Every entry that follows should be reproduced exactly.
GIVEN RECORDS start
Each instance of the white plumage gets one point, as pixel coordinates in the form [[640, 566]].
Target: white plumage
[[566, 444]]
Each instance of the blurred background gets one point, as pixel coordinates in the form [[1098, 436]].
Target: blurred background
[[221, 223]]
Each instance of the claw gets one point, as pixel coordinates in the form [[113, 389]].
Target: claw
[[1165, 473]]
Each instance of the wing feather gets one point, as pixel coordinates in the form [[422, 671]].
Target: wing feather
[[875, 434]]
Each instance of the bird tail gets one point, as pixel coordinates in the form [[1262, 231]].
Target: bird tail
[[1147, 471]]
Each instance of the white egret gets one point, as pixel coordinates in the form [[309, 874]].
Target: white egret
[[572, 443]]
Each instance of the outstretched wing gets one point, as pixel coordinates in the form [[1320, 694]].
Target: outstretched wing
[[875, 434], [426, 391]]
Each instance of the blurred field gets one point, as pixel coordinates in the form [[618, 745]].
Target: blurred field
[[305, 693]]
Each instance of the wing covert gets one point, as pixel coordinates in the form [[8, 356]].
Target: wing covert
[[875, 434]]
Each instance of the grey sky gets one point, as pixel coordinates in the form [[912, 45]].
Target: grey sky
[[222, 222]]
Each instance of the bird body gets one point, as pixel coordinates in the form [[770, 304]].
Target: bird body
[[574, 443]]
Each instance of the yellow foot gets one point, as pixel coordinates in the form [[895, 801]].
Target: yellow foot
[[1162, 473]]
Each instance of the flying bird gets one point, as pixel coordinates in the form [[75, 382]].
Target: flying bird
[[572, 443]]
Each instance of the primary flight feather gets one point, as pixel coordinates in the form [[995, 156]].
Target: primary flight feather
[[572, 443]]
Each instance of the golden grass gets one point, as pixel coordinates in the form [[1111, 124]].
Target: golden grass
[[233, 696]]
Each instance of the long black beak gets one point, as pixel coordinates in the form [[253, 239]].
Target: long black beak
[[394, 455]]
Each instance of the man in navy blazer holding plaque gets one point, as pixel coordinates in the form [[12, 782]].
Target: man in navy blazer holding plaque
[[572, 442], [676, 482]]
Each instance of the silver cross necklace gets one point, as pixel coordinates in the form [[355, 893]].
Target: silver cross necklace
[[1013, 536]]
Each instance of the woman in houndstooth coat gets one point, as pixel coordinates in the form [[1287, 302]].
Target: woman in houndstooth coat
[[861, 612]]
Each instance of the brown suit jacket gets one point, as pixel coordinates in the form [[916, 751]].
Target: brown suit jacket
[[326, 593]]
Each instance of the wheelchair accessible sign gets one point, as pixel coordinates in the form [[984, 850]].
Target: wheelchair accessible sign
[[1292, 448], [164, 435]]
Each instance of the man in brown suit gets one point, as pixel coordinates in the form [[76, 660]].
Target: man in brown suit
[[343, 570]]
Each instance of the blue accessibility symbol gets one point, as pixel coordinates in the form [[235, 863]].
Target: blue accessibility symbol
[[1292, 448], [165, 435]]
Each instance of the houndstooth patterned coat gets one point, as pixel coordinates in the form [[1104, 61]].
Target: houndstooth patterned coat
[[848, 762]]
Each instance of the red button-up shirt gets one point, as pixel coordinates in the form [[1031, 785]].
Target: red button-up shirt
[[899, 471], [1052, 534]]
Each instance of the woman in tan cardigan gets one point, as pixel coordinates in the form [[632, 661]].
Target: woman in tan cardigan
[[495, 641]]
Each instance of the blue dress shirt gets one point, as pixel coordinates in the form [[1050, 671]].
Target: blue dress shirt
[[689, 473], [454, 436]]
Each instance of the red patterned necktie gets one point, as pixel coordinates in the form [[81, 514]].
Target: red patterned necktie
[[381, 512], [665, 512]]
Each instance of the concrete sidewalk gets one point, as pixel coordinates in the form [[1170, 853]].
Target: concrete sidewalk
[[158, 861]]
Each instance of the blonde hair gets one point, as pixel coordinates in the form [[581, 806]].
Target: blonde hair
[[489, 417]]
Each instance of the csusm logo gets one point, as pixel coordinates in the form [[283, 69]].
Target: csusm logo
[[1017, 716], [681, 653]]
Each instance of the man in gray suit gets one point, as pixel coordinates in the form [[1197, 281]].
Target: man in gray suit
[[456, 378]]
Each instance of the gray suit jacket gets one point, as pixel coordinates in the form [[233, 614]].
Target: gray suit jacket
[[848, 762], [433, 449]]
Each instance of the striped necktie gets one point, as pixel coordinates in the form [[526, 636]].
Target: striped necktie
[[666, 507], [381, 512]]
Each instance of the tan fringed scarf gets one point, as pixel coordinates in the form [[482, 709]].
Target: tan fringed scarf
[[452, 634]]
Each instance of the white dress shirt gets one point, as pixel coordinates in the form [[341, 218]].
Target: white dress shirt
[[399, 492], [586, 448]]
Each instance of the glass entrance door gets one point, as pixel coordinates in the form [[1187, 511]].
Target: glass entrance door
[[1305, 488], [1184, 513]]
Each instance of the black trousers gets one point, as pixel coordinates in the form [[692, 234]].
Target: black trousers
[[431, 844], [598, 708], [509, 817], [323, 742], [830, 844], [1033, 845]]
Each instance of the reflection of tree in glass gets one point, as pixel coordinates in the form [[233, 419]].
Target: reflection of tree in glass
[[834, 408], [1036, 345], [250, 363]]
GIVEN RECORDS end
FINAL RESULT:
Each instance of the white plumage gets one point, as pixel coordinates in the form [[640, 566]].
Target: white plumage
[[566, 444]]
Each instance of the blurred background gets one point, as pixel coordinates in the form [[1098, 436]].
Target: blurred background
[[221, 223]]
Each instance of the claw gets one point, as pixel coordinates in the form [[113, 389]].
Target: claw
[[1165, 473]]
Each instance of the wing feather gets one point, as pixel coordinates in the form [[422, 671]].
Target: wing feather
[[875, 434]]
Each instance of the bird tail gets one point, as pixel coordinates in the form [[1262, 231]].
Target: bird tail
[[1147, 471]]
Each instance of the white egret gets one point, as pixel coordinates in the form [[309, 874]].
Target: white egret
[[572, 443]]
Each instance of the outstretched wing gets one point, as pixel coordinates in the form [[1320, 694]].
Target: outstretched wing
[[875, 434], [426, 391]]
Each instance of the blurred field gets one point, as pixel coordinates in the form [[618, 745]].
Target: blurred field
[[305, 693]]
Each instance of the wing covert gets one point, as pixel coordinates in the form [[8, 356]].
Target: wing covert
[[875, 434]]
Each instance of the grey sky gets one point, as pixel coordinates in the form [[912, 45]].
Target: grey sky
[[222, 222]]
Each instance of the bird body gets one point, as pixel coordinates in the form [[770, 304]].
Target: bird body
[[574, 443]]
Each instance of the yellow foot gets one point, as pixel coordinates in the form [[895, 801]].
Target: yellow foot
[[1162, 473]]
Each instance of the flying bird gets one point, as pixel coordinates in the form [[75, 382]].
Target: flying bird
[[572, 443]]
Each instance of the primary flight feather gets one point, as pixel coordinates in the form [[995, 156]].
Target: primary flight feather
[[572, 443]]
Each instance of the golden grass gets one point, as pixel coordinates in the form [[1111, 124]].
Target: golden grass
[[233, 696]]
Each instance of the long black beak gets one point, as pixel coordinates in the form [[253, 239]].
Target: long black beak
[[394, 455]]
Each instance of the man in navy blazer holding plaque gets one point, as pixel coordinates in the form [[12, 782]].
Target: man in navy blazer holding plaque
[[572, 442], [676, 482]]
Each instance of the silver cross necklace gets one point, as pixel coordinates in the form [[355, 893]].
Target: silver cross necklace
[[1013, 536]]
Each instance of the woman in houndstooth coat gets one point, as pixel coordinates in the form [[1287, 302]].
Target: woman in houndstooth coat
[[861, 612]]
Each instance of the brown suit jacket gets one point, as pixel coordinates in the form [[916, 751]].
Target: brown suit jacket
[[326, 593]]
Each instance of the wheelchair accessible sign gets one point, as pixel coordinates in the form [[984, 850]].
Target: wheelchair accessible sign
[[1292, 448], [164, 435]]
Each instance of the man in brown suit gets one point, as pixel coordinates in the form [[76, 660]].
Target: man in brown suit
[[343, 570]]
Each instance of the blue accessibility symbol gets one point, as pixel coordinates in the form [[235, 863]].
Target: blue accessibility symbol
[[1292, 448], [165, 435]]
Each instance of the houndstooth patterned coat gets one point, as pixel coordinates in the form [[1104, 61]].
Target: houndstooth patterned coat
[[848, 762]]
Each instance of the red button-up shirt gets one point, as pixel coordinates in the form [[1031, 785]].
Target: red button-up shirt
[[899, 471], [1052, 534]]
Each instance of the woman in tan cardigan gets one point, as pixel coordinates in the form [[632, 661]].
Target: woman in tan cardigan
[[495, 641]]
Each instance of the blue dress shirt gets one point, as pixel coordinates in the form [[1050, 671]].
Target: blue dress shirt
[[689, 473], [454, 436]]
Each instance of the red patterned necktie gets one point, as pixel coordinates in the form [[81, 514]].
Target: red patterned necktie
[[381, 512], [665, 512]]
Each instance of the concrete sidewalk gets one point, as pixel coordinates in the form [[1170, 853]].
Target: concrete sidewalk
[[158, 861]]
Each instance of the blonde hair gets one point, as pixel coordinates in the form [[581, 806]].
Target: blonde hair
[[489, 417]]
Each instance of the csusm logo gets one point, as pixel coordinates in the form [[283, 69]].
Target: csusm logo
[[1017, 716], [681, 653]]
Each instance of the man in gray suit gets one point, as pixel coordinates in the form [[1197, 281]].
Target: man in gray suit
[[456, 378]]
Each instance of the gray suit jacket gets one point, as pixel coordinates in the form [[233, 614]].
Target: gray suit jacket
[[848, 762], [433, 449]]
Each instance of the striped necktie gets one point, as pixel coordinates in the form [[526, 636]].
Target: striped necktie
[[666, 507], [381, 512]]
Each instance of the tan fringed scarf gets one point, as pixel coordinates in the form [[482, 709]].
Target: tan fringed scarf
[[452, 634]]
Each instance of the white dress shirt gets one point, as pixel coordinates in the form [[341, 218]].
Target: white dress shirt
[[399, 492], [586, 448]]
Each instance of the glass entrance door gets one point, as pixel coordinates in the form [[1187, 511]].
Target: glass entrance door
[[1305, 488], [1184, 513]]
Each instance of the black trousers gets one point, as pixel coordinates in the form [[692, 234]].
Target: black trousers
[[431, 844], [598, 708], [509, 817], [323, 742], [830, 844], [1033, 845]]
Each instance of the reflection of tree in glass gets one point, as pixel coordinates in the form [[233, 419]].
Target: reflection of tree in glass
[[834, 408], [1036, 345], [250, 363]]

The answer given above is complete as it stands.